*** DATASET ***

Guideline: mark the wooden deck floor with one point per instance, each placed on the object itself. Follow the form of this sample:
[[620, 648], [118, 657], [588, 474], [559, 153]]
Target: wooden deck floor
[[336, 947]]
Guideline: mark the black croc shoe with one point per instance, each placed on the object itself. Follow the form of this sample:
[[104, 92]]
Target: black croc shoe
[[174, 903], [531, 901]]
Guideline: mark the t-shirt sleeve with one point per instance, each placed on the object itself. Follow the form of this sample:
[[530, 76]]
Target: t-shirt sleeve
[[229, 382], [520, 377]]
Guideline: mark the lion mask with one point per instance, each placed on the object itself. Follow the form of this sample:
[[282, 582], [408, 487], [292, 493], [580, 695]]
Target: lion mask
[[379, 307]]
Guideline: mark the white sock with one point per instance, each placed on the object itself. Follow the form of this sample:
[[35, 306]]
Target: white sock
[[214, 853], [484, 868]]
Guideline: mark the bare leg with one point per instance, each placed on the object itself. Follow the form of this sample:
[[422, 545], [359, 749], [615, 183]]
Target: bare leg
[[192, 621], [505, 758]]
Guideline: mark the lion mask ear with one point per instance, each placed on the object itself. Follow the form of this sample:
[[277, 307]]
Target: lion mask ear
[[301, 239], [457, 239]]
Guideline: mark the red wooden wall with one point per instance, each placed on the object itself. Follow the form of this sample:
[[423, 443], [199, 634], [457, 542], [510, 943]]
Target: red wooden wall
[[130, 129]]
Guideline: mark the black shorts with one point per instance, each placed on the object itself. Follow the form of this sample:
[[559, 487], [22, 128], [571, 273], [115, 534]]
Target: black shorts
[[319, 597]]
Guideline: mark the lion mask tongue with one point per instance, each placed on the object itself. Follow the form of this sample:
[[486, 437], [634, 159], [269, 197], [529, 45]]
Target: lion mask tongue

***

#### [OBJECTIVE]
Update the records above by swapping each "lion mask" for "tiger mask", and leave every other part of every line unchanged.

#### [FINISHED ANSWER]
Guideline: mark the wooden deck floor with one point per instance, each placed on the object itself. Follow the form of this sample:
[[620, 648], [118, 657], [588, 474], [559, 153]]
Target: wooden deck floor
[[336, 947]]
Guideline: mark the black croc shoe with one point per instance, each placed on the object itself. Follow the form of this sample:
[[104, 92]]
Target: black croc shoe
[[174, 903], [531, 901]]
Guideline: mark the t-shirt sleeve with one point per instance, each placed on the object itself. Follow the form of this sample:
[[530, 76]]
Target: t-shirt sleeve
[[229, 382], [520, 377]]
Guideline: mark the tiger mask with one point per instance, each placed on the object itself. Follow the form of this sample:
[[282, 582], [408, 487], [292, 493], [580, 695]]
Target: tiger mask
[[379, 307]]
Guideline: mark the white sock with one point per instance, each placed on the object itself. Follow the form of this sample:
[[35, 306]]
Target: white sock
[[214, 853], [484, 868]]
Guideline: mark the bare leg with one point per instance, each placed on the object itself. Follow the form of this sample:
[[422, 545], [359, 749], [615, 183]]
Target: bare leg
[[192, 621], [505, 758]]
Guideline: mark the tiger mask ear with one point per instance, each placed on the object itself. Follow the form of this sample:
[[277, 307]]
Target: tiger mask ear
[[301, 239], [457, 239]]
Guideline: mark the red wooden wall with one point per instance, each placed on the object itself. Follow the form of this sample:
[[423, 443], [199, 634], [457, 542], [510, 943]]
Target: red wooden wall
[[130, 129]]
Guideline: mark the black shorts with one point per instance, each placed on the object itself. Follow the form of this sample:
[[559, 487], [22, 128], [571, 273], [115, 534]]
Target: black shorts
[[319, 597]]
Guideline: mark the tiger mask tongue with one point per instance, each placed on the object itself. Follow the form of this sample:
[[486, 437], [634, 159], [269, 197], [529, 45]]
Target: tiger mask tongue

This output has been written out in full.